## Texto fuente

□ □ □ □ □ □ □

31 octubre 2013

¡Cuál gritan esos malditos!



            En mi lugar de origen, desde hace mucho tiempo, al llegar noviembre, se saborean unos pastelitos de mazapán a los que se les llama: “Huesitos de santo”. Hubo una época en que se comían después de una buena cena y,  sobretodo, viendo la obra de Zorrilla: “Don Juan Tenorio”.
            Durante siglos, en otoño, al llegar la fiesta de difuntos, ese infame burlador, ese sevillano astuto, ese…, personaje envidado por todos los hombres, como dijo en una ocasión Ortega y Gasset, se deshace de amor por la única mujer que supo pararle los pies: “Doña Inés”.
El teatro de José Zorrilla y Moral, ese vallisoletano amigo de escritores ilustres como Espronceda o Dumas, creó a Don Juan Tenorio, pecador empedernido, cuyo perdón agradece el público con el triunfo del amor.
El siglo XX trajo la televisión. Gran invento. Sin salir de casa podías tener en el salón espectáculos musicales, teatrales y deportivos. A través de ese medio Don Juan siempre fue fiel a su cita, creando tradición.
            Fue tal la audiencia, que las calles quedaban desiertas. Año tras año se creaba expectación por saber quién representaría a Don Juan y quién a Doña Inés.
            ¡No hay mal que cien años dure! Esto es lo que debieron pensar aquellos a los que el amor entre una novicia y un arrogante vividor, sólo les provocaba hastío.  Y fue así como se importó la diversión y el desenfreno de Halloween. Olvidando el drama de la salvación de una condena eterna a Don Juan por el amor de Doña Inés.
            Zorrilla fue relegado por máscaras y disfraces de monstruos y brujas, que se divierten en discotecas y fiestas privadas. Lugares donde el alcohol corre como un rio sin retorno, y la falsa felicidad está asegurada con sólo desinhibirse de la realidad. Pero yo me pregunto: ¿Aparte de los disfraces, en qué se diferencia esta fiesta de cualquier otra? ¿Qué tienen que ver las brujas, los zombis, el miedo y las calabazas con el amor y el perdón?
            Siento no conocer la respuesta. Así lo hice saber ante el comité que, como castigo, me devolvió a la tierra para averiguar el motivo de mi olvido ¡Sí! Mi olvido, y junto al mío el de mi amada, Don Luis Mejía y hasta el de mi fiel Ciutti, del que ya nadie recuerda ni su nombre de pila.
            Y así, relegados, vivimos entre las tapas de un libro que un día se cerró para abrirse sólo en caso de aburrimiento.

 ¡Pero mal rayo me parta
 si en concluyendo la carta
no pagan caro sus gritos!

¡Noviembre es el mes de Don Juan Tenorio!

¡Volveré!

02 octubre 2013

La cacería


—¡Nunca, nunca hagas eso!
            —Pero…
            —¡Nunca! En la caza debes ser el más inteligente.
            —Vamos, ya lo asimilará —dijo ella—, ya es tarde, mañana seguiréis. Y tú, trasto, aprovecha ahora para jugar un rato.
            —¡Todas las madres iguales! Vete, anda ¡Pero no tardes!
            El padre estaba preocupado, la comida escaseaba y cada vez era más difícil dar de comer a su familia.
            —No te preocupes, nuestro pequeño aprenderá.

□ □ □ □ □ □ □

## Enunciado
Transcribe textualmente el tramo del texto fuente que va desde "Zorrilla fue relegado" hasta "caso de aburrimiento.", ambos incluidos. Las filas no guardan relación alguna con el texto fuente.

## Datos proporcionados
□ □ □ □ □ □ □

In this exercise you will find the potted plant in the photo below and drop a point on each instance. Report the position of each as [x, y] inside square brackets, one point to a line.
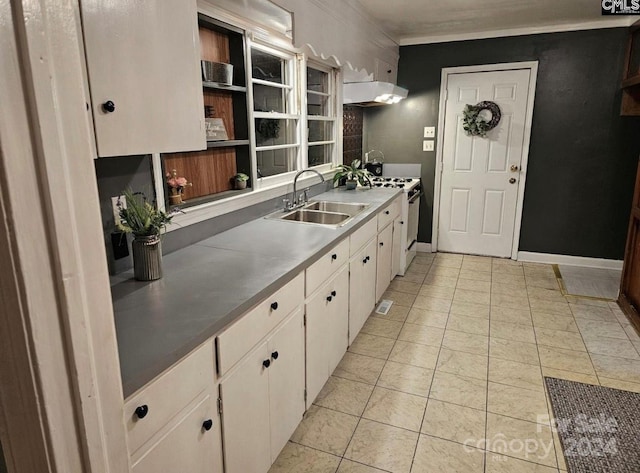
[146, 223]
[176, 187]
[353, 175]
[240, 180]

□ □ □ □ □ □ □

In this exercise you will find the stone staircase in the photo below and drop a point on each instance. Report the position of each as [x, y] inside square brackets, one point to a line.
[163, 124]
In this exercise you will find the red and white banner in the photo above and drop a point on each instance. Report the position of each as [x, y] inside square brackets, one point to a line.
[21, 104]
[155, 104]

□ □ □ □ □ □ □

## Solución completa
Zorrilla fue relegado por máscaras y disfraces de monstruos y brujas, que se divierten en discotecas y fiestas privadas. Lugares donde el alcohol corre como un rio sin retorno, y la falsa felicidad está asegurada con sólo desinhibirse de la realidad. Pero yo me pregunto: ¿Aparte de los disfraces, en qué se diferencia esta fiesta de cualquier otra? ¿Qué tienen que ver las brujas, los zombis, el miedo y las calabazas con el amor y el perdón?
            Siento no conocer la respuesta. Así lo hice saber ante el comité que, como castigo, me devolvió a la tierra para averiguar el motivo de mi olvido ¡Sí! Mi olvido, y junto al mío el de mi amada, Don Luis Mejía y hasta el de mi fiel Ciutti, del que ya nadie recuerda ni su nombre de pila.
            Y así, relegados, vivimos entre las tapas de un libro que un día se cerró para abrirse sólo en caso de aburrimiento.